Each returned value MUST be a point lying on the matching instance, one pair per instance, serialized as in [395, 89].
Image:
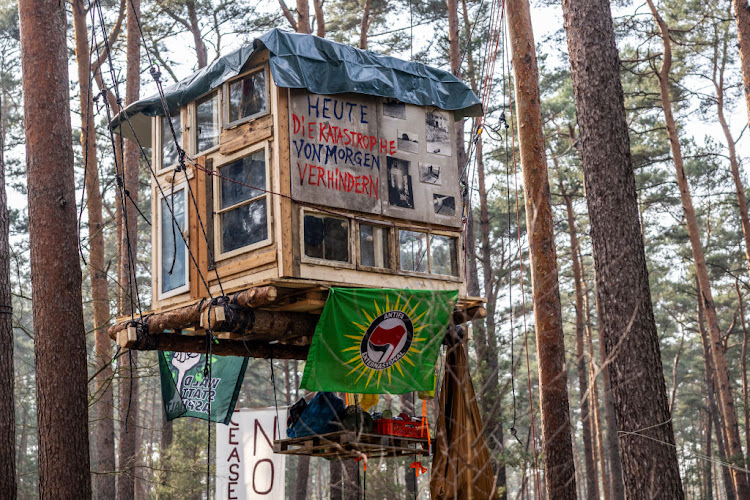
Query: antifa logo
[387, 340]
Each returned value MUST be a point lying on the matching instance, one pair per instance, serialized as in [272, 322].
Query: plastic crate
[404, 428]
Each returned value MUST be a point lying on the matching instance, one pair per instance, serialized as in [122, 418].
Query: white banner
[246, 466]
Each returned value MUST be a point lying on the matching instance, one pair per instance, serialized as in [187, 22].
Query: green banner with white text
[187, 389]
[378, 341]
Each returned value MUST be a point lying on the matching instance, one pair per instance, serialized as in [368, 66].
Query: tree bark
[742, 16]
[485, 338]
[303, 17]
[710, 371]
[707, 480]
[128, 258]
[587, 401]
[624, 300]
[614, 488]
[337, 484]
[104, 429]
[320, 20]
[364, 26]
[7, 406]
[60, 337]
[726, 400]
[553, 391]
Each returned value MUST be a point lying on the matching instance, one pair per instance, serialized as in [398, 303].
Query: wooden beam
[254, 349]
[256, 297]
[465, 315]
[190, 316]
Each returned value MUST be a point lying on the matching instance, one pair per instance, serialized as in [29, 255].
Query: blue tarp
[323, 67]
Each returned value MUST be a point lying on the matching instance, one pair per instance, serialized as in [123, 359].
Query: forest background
[157, 459]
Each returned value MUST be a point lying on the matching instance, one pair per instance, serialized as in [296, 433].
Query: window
[413, 251]
[441, 259]
[374, 250]
[242, 207]
[173, 270]
[207, 122]
[443, 255]
[247, 96]
[326, 237]
[169, 155]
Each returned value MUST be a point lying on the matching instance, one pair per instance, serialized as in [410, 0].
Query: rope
[275, 400]
[119, 169]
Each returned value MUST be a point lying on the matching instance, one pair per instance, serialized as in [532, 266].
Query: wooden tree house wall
[311, 191]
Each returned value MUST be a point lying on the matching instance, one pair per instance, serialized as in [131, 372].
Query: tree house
[308, 164]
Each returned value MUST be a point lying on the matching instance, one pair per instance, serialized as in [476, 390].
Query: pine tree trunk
[726, 400]
[587, 401]
[59, 333]
[614, 489]
[553, 391]
[743, 368]
[710, 374]
[742, 16]
[303, 19]
[624, 300]
[364, 26]
[707, 480]
[128, 258]
[104, 430]
[7, 406]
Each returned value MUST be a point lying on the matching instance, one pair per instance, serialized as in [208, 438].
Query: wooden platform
[347, 444]
[274, 319]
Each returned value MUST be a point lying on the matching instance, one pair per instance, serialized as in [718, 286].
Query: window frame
[304, 258]
[158, 151]
[226, 124]
[194, 122]
[389, 234]
[218, 252]
[429, 273]
[457, 242]
[180, 186]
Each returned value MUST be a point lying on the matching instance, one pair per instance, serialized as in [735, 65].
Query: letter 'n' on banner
[246, 466]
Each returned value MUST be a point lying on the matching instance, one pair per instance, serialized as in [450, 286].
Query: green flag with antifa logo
[377, 341]
[186, 389]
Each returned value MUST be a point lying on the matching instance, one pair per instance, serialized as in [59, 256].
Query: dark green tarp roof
[320, 66]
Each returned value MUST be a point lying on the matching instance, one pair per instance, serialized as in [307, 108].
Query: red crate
[393, 427]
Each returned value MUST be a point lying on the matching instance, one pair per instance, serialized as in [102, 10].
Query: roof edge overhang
[318, 65]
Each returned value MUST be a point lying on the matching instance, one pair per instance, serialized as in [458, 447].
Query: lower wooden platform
[348, 444]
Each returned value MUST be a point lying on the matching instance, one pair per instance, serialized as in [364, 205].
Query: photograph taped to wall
[429, 174]
[437, 132]
[400, 192]
[444, 205]
[407, 141]
[394, 109]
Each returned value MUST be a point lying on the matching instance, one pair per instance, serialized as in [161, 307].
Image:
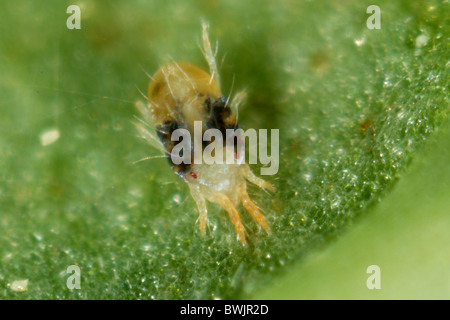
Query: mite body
[179, 94]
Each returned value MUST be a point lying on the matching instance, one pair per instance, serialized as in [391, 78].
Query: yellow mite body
[178, 95]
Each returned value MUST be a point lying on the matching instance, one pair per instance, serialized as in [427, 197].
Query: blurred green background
[364, 148]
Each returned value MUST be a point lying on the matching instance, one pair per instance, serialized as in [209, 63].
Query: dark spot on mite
[164, 133]
[219, 113]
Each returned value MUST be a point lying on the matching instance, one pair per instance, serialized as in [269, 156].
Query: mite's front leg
[202, 209]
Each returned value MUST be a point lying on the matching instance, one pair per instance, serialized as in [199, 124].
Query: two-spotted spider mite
[178, 95]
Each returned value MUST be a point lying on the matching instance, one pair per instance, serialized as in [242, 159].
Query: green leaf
[354, 107]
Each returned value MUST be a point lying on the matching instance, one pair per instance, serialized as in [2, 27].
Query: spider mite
[178, 95]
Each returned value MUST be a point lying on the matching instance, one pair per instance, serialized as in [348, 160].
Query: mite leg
[226, 203]
[251, 207]
[201, 205]
[250, 176]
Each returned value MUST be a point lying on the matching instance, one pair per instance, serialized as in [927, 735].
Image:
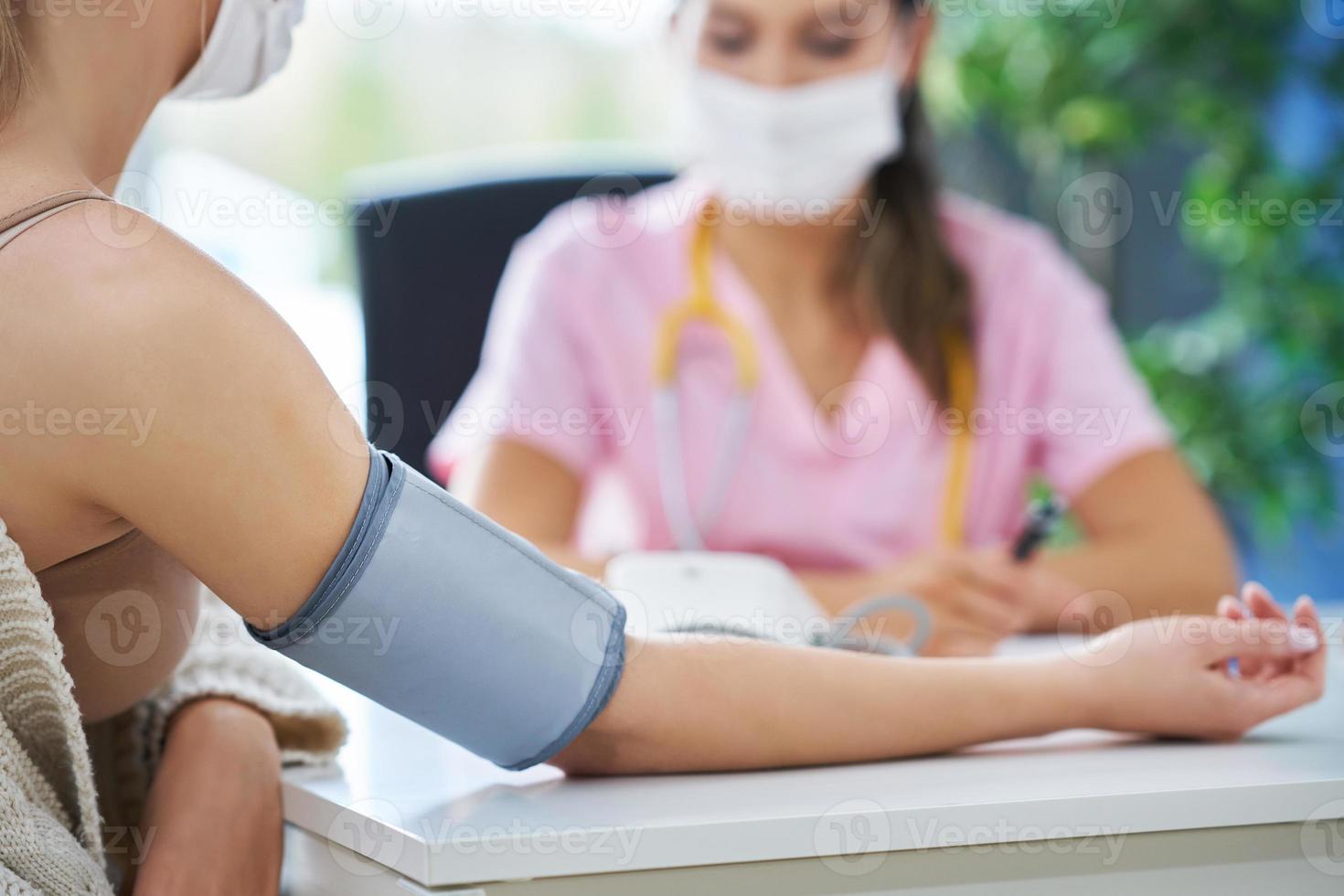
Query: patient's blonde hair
[14, 63]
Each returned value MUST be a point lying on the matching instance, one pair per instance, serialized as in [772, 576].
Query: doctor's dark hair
[921, 292]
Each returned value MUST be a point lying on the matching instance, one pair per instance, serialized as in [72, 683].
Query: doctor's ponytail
[923, 294]
[14, 63]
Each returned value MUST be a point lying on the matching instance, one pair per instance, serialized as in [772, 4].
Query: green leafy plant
[1074, 91]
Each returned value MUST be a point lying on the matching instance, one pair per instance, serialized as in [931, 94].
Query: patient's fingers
[1230, 607]
[1258, 601]
[1307, 617]
[1261, 604]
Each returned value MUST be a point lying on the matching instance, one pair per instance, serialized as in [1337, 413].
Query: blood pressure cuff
[446, 618]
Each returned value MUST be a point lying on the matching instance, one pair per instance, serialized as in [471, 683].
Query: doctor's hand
[1171, 676]
[976, 598]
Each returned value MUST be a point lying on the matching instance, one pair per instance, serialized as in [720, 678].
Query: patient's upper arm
[245, 466]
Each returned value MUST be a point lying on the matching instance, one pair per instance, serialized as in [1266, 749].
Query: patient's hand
[214, 807]
[1169, 676]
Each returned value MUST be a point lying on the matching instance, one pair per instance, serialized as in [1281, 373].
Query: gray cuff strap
[443, 617]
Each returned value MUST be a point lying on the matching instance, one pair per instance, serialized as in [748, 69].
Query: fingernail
[1303, 638]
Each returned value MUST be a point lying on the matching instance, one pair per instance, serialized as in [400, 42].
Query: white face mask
[249, 43]
[816, 142]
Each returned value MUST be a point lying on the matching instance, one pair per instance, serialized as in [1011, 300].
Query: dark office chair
[428, 281]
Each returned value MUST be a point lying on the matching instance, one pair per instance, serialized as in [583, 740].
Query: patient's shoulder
[101, 295]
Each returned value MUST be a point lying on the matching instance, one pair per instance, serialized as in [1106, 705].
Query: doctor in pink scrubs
[883, 368]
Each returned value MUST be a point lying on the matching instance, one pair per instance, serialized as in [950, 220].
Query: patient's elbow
[593, 753]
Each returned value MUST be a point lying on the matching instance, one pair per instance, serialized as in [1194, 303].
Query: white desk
[411, 813]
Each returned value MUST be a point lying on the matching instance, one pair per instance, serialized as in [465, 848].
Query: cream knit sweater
[51, 833]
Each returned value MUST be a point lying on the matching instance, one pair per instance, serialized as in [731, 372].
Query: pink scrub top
[854, 483]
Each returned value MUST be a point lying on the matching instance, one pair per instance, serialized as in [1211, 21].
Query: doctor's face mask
[792, 100]
[249, 43]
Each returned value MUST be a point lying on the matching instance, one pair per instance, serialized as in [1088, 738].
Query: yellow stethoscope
[688, 527]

━━━━━━━━━━━━━━━━

§ **Task directions**: When you reach the line with "in [242, 159]." in the records above, start writing out each line exactly, and stop after the line with "in [1266, 749].". Pictures stay out.

§ **Result**:
Each returned value MUST be a point lying on the matching instance, one pair per instance, serialized as in [242, 159].
Query: green leaf
[354, 107]
Each returned value MUST be a point lying on the matching instance, one pair per instance, serialized as in [2, 27].
Query: spider mite
[178, 95]
Each returned value MUST be a point lying on the matching instance, one pair per instance, serialized as in [348, 160].
Query: mite leg
[226, 203]
[251, 207]
[201, 205]
[250, 176]
Each returned value MUST be a point lying on the matching instance, one pair per instance, serialized as in [927, 735].
Image:
Query: patient's blonde hair
[14, 63]
Each returned value MUST be a point lying on the matching instance, one pair per instance, serialized as in [772, 576].
Query: doctor's dark hair
[921, 292]
Each returned value MUST be a point lying on the matching instance, one pair per instance, serialized as in [72, 683].
Query: doctor's ponytail
[923, 294]
[14, 63]
Each returned value MUST be a point lying on the matching instance, one pair per instance, serialized as in [772, 4].
Query: green leafy plant
[1074, 91]
Each returned value MUST be a point lying on the matching instance, one pair per instance, serialized as in [931, 94].
Query: patient's fingers
[1230, 607]
[1258, 601]
[1307, 617]
[1261, 604]
Each returned value MUST be a point lying on the matching instance, one pair per instance, serialized as in [1337, 413].
Query: blood pressure cuff
[446, 618]
Each returned value MUST be a point lying on the matching instance, one pair per instance, serialized as in [471, 683].
Query: doctor's hand
[1171, 676]
[976, 598]
Each returned value MUST be a point lying on the matching instance, one pair per instance, serialized as in [720, 678].
Query: patient's upper arm
[245, 466]
Each returned value MUST be a point lying on the matching instance, one pair per instance, serialized as in [1266, 749].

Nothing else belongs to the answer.